Listado en bruto
··········
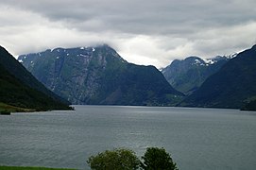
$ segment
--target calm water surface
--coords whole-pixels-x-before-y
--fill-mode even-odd
[[[0,115],[0,164],[89,169],[91,155],[164,147],[180,170],[256,169],[256,113],[236,110],[76,106]]]

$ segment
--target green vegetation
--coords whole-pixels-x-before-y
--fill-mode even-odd
[[[45,168],[45,167],[22,167],[22,166],[0,166],[0,170],[75,170],[75,169]]]
[[[96,156],[91,156],[87,162],[94,170],[131,170],[138,169],[140,165],[135,153],[128,149],[106,150]]]
[[[93,170],[178,170],[170,154],[163,148],[148,147],[142,159],[143,162],[129,149],[114,149],[91,156],[87,162]]]
[[[230,60],[179,106],[241,109],[256,95],[256,45]]]
[[[128,63],[106,44],[19,59],[48,89],[73,104],[175,106],[184,96],[154,66]]]
[[[144,162],[141,166],[145,170],[178,170],[171,155],[164,148],[148,147],[142,159]]]
[[[51,95],[43,84],[1,46],[0,103],[0,110],[10,112],[71,110],[60,97]]]

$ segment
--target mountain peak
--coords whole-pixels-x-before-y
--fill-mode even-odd
[[[183,96],[155,67],[128,63],[108,44],[56,48],[18,60],[73,104],[166,106]]]

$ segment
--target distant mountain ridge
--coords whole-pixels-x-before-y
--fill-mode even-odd
[[[40,83],[0,46],[0,103],[38,110],[69,110],[68,102]]]
[[[175,60],[162,70],[167,81],[178,91],[191,94],[213,74],[216,73],[228,60],[235,57],[217,56],[202,60],[199,57],[188,57]]]
[[[255,107],[256,45],[229,60],[179,106],[241,109]]]
[[[173,106],[183,96],[154,66],[128,63],[107,44],[56,48],[18,60],[73,104]]]

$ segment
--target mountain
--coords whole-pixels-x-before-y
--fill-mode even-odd
[[[174,105],[183,96],[154,66],[128,63],[107,44],[56,48],[18,60],[73,104]]]
[[[5,104],[34,110],[70,109],[59,98],[0,46],[1,106]]]
[[[182,60],[175,60],[162,69],[162,73],[176,90],[190,94],[230,59],[230,57],[217,56],[205,60],[198,57],[189,57]]]
[[[256,45],[231,59],[179,106],[243,108],[256,97]]]

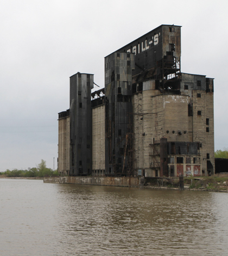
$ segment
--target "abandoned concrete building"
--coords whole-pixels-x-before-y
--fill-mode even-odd
[[[59,113],[58,170],[69,175],[200,176],[214,170],[213,78],[181,72],[181,27],[161,25],[105,58],[105,87],[70,77]]]

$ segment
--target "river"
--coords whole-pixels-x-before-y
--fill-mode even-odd
[[[0,179],[0,255],[227,255],[228,193]]]

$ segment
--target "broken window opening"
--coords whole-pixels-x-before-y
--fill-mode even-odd
[[[176,157],[176,163],[183,163],[183,157]]]

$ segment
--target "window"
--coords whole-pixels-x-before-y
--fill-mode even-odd
[[[186,163],[191,163],[191,157],[186,157]]]
[[[197,86],[201,86],[201,81],[198,80],[197,81]]]
[[[193,113],[193,108],[192,104],[188,105],[188,117],[192,117]]]
[[[183,157],[176,157],[176,163],[183,163]]]
[[[194,157],[193,158],[193,163],[200,163],[200,157]]]
[[[168,163],[174,163],[174,157],[168,157]]]

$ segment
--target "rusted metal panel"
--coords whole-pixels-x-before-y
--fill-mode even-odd
[[[180,175],[183,176],[183,166],[180,164],[176,164],[176,176],[179,177]]]
[[[192,166],[186,166],[186,176],[191,176],[192,175]]]
[[[193,174],[194,176],[200,176],[200,166],[194,166]]]

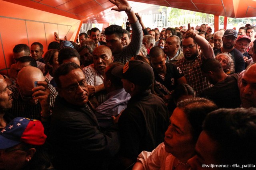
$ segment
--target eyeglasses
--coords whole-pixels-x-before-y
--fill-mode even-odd
[[[7,148],[5,149],[1,149],[0,150],[0,152],[4,152],[5,153],[10,153],[12,152],[16,151],[17,150],[23,150],[26,151],[25,149],[23,148]]]
[[[85,80],[83,81],[79,84],[74,86],[68,88],[66,88],[65,89],[65,90],[66,90],[67,92],[68,92],[69,93],[72,93],[72,92],[74,92],[76,91],[76,90],[77,90],[77,88],[78,87],[78,86],[80,86],[80,87],[86,87],[87,86],[87,84],[85,82]]]
[[[236,41],[236,38],[232,38],[231,37],[224,37],[224,38],[225,38],[225,39],[227,39],[228,40],[231,40],[232,41]]]
[[[196,44],[197,44],[197,43],[196,43],[194,45],[189,45],[188,46],[182,46],[182,47],[181,48],[183,49],[191,49],[192,48],[193,48],[194,47],[194,46],[196,45]]]
[[[222,42],[222,41],[220,39],[214,39],[213,41],[214,43],[216,43],[218,41],[220,43],[221,43]]]

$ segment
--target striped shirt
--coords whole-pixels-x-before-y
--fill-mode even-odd
[[[103,84],[103,77],[95,70],[93,64],[84,68],[83,72],[88,84],[96,86]],[[107,93],[106,90],[102,91],[96,93],[94,96],[100,104],[107,100]]]
[[[184,74],[188,84],[193,88],[198,96],[205,89],[212,86],[203,75],[201,70],[204,59],[203,54],[200,53],[193,60],[186,60],[182,57],[176,63]]]
[[[49,106],[52,109],[54,105],[58,92],[55,88],[51,84],[48,84],[48,87],[50,91],[49,96]],[[41,105],[39,102],[34,105],[28,104],[23,101],[16,84],[13,84],[8,87],[8,88],[12,92],[12,107],[10,110],[14,117],[24,117],[30,119],[40,119],[40,113],[42,110]]]
[[[131,42],[128,45],[124,47],[120,53],[113,54],[114,62],[118,62],[124,64],[140,52],[142,44],[143,35],[138,20],[134,23],[131,24],[131,26],[132,29],[132,38]]]

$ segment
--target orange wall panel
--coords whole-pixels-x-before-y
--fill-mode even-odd
[[[46,52],[49,44],[51,42],[55,41],[54,33],[54,32],[58,32],[58,25],[54,23],[44,23],[44,29],[46,37],[46,43],[47,43],[47,47],[44,48],[45,49],[44,51]]]
[[[80,20],[2,0],[0,8],[0,72],[4,72],[14,63],[12,51],[16,45],[30,47],[34,42],[39,42],[45,52],[48,45],[55,41],[55,31],[62,39],[66,35],[74,39],[80,28]]]
[[[68,31],[68,28],[67,25],[58,25],[58,30],[60,39],[64,40],[64,37],[67,35]]]
[[[0,34],[0,38],[1,39],[1,35]],[[0,43],[0,68],[4,69],[6,68],[5,58],[4,57],[4,54],[2,43]],[[0,73],[2,71],[0,71]]]
[[[47,50],[46,41],[43,23],[26,21],[27,31],[29,47],[34,42],[38,42],[43,45],[44,51]]]
[[[20,43],[28,45],[25,21],[0,18],[0,31],[3,53],[8,68],[13,63],[12,49],[15,45]],[[4,67],[3,66],[2,64],[0,65],[0,69],[6,68],[5,66]]]

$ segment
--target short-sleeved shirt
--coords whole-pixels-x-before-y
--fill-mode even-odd
[[[201,53],[193,60],[187,60],[183,57],[176,63],[184,74],[188,84],[196,92],[197,96],[212,86],[201,70],[204,59],[203,54]]]
[[[222,53],[220,50],[221,49],[219,48],[214,51],[215,56]],[[235,72],[236,73],[241,72],[245,69],[245,63],[244,60],[243,54],[236,48],[234,48],[229,53],[232,55],[233,57],[234,63],[235,64]]]
[[[164,89],[164,87],[166,87],[169,92],[174,90],[178,85],[177,80],[184,76],[180,68],[176,65],[169,63],[166,63],[166,73],[164,79],[163,77],[161,77],[161,75],[158,74],[156,71],[153,69],[155,80],[156,82],[155,83],[154,90],[160,95],[162,93],[163,95],[166,95],[169,93],[164,92],[166,91]]]
[[[91,86],[96,86],[103,84],[103,77],[94,68],[92,64],[83,68],[87,84]],[[95,94],[98,101],[100,104],[107,100],[107,93],[103,90]]]

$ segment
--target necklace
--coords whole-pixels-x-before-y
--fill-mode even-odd
[[[179,160],[178,159],[177,159],[177,160],[178,160],[178,163],[176,165],[175,165],[172,168],[172,170],[174,170],[176,169],[176,168],[177,168],[177,166],[178,166],[179,165],[184,165],[184,166],[188,166],[188,163],[187,163],[187,162],[186,162],[186,163],[182,162],[181,162],[180,160]]]

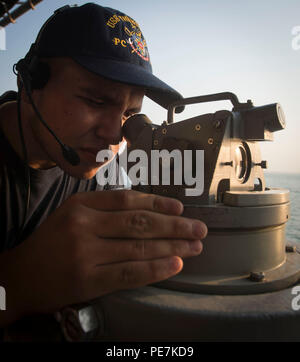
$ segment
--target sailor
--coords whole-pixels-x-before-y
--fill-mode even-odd
[[[0,327],[177,274],[205,224],[178,200],[103,190],[95,176],[145,95],[165,108],[181,97],[152,74],[138,23],[61,8],[15,72],[0,108]]]

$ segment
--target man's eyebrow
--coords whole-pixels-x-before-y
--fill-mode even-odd
[[[81,87],[79,88],[79,90],[83,93],[85,93],[86,95],[93,97],[95,99],[99,99],[105,102],[110,102],[110,103],[118,103],[118,97],[114,97],[114,96],[110,96],[108,94],[102,94],[101,91],[99,91],[98,89],[94,89],[94,88],[86,88],[86,87]],[[130,113],[139,113],[141,112],[142,107],[138,106],[138,107],[133,107],[128,109],[128,112]]]
[[[102,92],[99,91],[99,89],[96,89],[96,88],[80,87],[79,90],[81,92],[85,93],[86,95],[91,96],[93,98],[103,99],[103,100],[108,100],[108,101],[113,101],[114,100],[114,97],[108,96],[107,94],[102,94]]]

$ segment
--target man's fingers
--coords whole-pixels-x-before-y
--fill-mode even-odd
[[[82,192],[72,198],[95,210],[144,209],[172,215],[181,215],[183,212],[183,205],[179,200],[134,190]]]
[[[182,267],[182,259],[177,256],[97,266],[93,268],[89,278],[89,288],[93,293],[101,288],[102,295],[116,290],[138,288],[170,278],[179,273]]]
[[[203,239],[206,225],[195,219],[158,214],[145,210],[96,211],[90,225],[100,238]]]
[[[86,253],[95,264],[152,260],[169,256],[188,258],[201,253],[200,240],[117,240],[103,239],[86,244]]]

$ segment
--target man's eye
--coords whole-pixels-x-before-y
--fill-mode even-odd
[[[92,106],[100,107],[100,106],[103,106],[103,104],[104,104],[104,102],[96,101],[92,98],[87,98],[87,97],[80,97],[80,98],[82,98],[85,102],[89,103]]]

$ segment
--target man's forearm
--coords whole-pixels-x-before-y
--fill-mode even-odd
[[[0,328],[3,328],[22,316],[22,296],[18,295],[17,284],[22,280],[16,280],[18,261],[14,258],[15,249],[0,254],[0,286],[2,287],[3,307],[0,306]]]

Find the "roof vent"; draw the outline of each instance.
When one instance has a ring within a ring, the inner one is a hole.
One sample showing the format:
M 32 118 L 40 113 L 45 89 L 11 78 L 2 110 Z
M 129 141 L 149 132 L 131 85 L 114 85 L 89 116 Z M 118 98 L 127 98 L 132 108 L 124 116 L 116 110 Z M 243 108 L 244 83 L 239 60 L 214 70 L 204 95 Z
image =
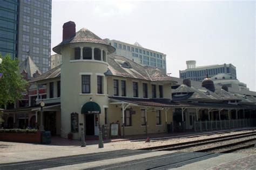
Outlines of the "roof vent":
M 190 79 L 186 79 L 183 80 L 183 84 L 185 84 L 188 87 L 191 87 L 191 81 Z
M 73 22 L 68 22 L 63 24 L 62 41 L 68 40 L 76 35 L 76 24 Z
M 122 66 L 126 68 L 132 68 L 130 63 L 127 61 L 124 62 L 124 63 L 122 64 Z

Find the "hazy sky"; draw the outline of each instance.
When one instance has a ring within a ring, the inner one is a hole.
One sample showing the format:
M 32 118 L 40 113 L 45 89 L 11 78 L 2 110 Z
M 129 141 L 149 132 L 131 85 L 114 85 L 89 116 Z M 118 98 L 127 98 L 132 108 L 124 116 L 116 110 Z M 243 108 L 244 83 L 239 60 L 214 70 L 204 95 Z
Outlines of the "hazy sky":
M 256 90 L 254 1 L 52 1 L 52 48 L 72 20 L 102 39 L 166 54 L 167 72 L 179 77 L 186 60 L 197 66 L 232 63 L 237 78 Z M 52 54 L 53 54 L 52 51 Z

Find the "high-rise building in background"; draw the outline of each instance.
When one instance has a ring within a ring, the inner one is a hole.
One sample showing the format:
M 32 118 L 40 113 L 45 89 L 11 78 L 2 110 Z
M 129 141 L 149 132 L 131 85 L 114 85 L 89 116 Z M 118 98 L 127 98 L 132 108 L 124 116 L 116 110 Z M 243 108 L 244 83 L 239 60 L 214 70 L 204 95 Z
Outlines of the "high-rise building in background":
M 137 42 L 132 45 L 109 39 L 105 39 L 104 41 L 116 48 L 114 54 L 125 56 L 143 66 L 157 67 L 166 73 L 166 54 L 143 48 Z
M 201 81 L 206 77 L 207 74 L 211 78 L 218 74 L 225 73 L 237 79 L 235 67 L 231 63 L 196 67 L 196 63 L 194 60 L 187 61 L 187 69 L 179 70 L 180 78 Z
M 0 52 L 21 61 L 30 56 L 39 70 L 50 68 L 51 0 L 2 0 Z
M 18 0 L 2 0 L 0 3 L 0 53 L 17 56 Z

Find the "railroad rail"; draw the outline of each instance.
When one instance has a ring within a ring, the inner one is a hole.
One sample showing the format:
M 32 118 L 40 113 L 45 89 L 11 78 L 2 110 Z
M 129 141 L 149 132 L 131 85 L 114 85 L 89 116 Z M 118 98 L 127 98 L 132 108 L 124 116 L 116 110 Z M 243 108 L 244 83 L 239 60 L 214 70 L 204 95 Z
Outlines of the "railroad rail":
M 203 145 L 220 141 L 230 140 L 250 136 L 256 136 L 256 132 L 250 132 L 239 134 L 234 134 L 221 137 L 210 138 L 201 140 L 189 141 L 173 144 L 169 144 L 162 146 L 153 146 L 140 148 L 143 150 L 157 150 L 157 151 L 172 151 L 184 149 L 191 147 Z

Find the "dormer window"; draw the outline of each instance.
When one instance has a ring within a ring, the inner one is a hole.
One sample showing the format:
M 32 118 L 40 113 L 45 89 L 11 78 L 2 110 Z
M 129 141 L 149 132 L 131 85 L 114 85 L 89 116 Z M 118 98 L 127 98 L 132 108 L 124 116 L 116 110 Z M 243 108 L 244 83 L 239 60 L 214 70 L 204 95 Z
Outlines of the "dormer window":
M 124 62 L 122 64 L 122 66 L 123 67 L 124 67 L 124 68 L 132 68 L 132 66 L 131 66 L 131 65 L 130 64 L 130 63 L 129 63 L 127 61 L 125 61 L 125 62 Z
··········
CONSIGNA
Por favor, extrae del listado de arriba todas las líneas que contengan la cadena "building" y cópialas sin cambios.

RESULTADO OBTENIDO
--target "abandoned concrete building"
Find the "high-rise building in background"; draw the outline of each instance.
Outlines of the "high-rise building in background":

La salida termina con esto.